◆ STATED PROBLEM: Please copy out every line of the records below, requests included, and multiply each point coordinate in the answers by 1.75, rounding to whole numbers with halves rounded up. Leave the pictures out of your reply.

◆ AVAILABLE RECORDS:
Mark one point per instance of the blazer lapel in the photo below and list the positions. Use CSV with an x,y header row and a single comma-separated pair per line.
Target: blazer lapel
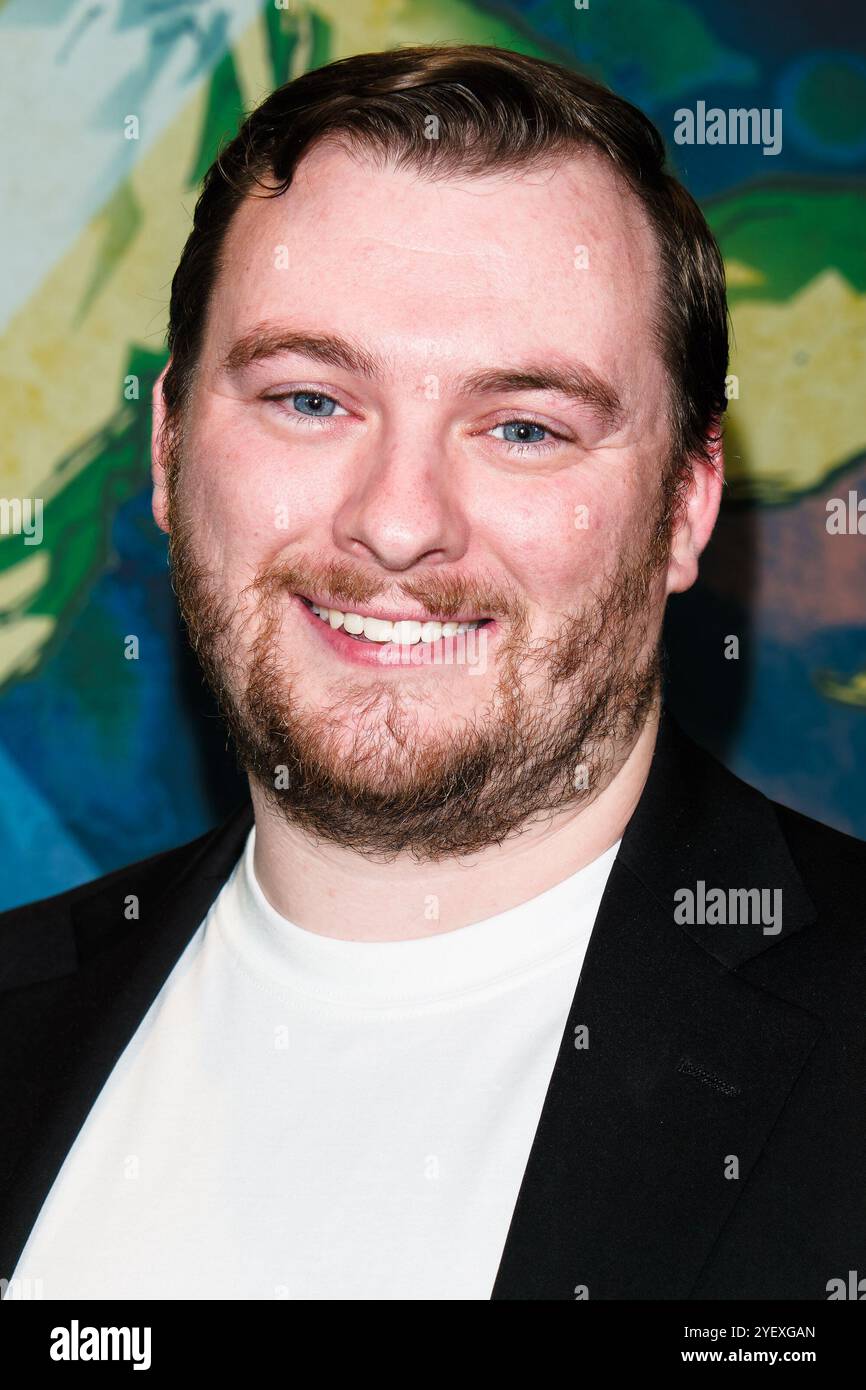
x,y
102,997
683,1066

◆ THE REPLY:
Mark one point per instance of the blazer lapel in the photo below and list the positions. Use CSV with an x,y header row and a single comma-separated pair per line.
Target: blazer lapel
x,y
179,1745
1195,1866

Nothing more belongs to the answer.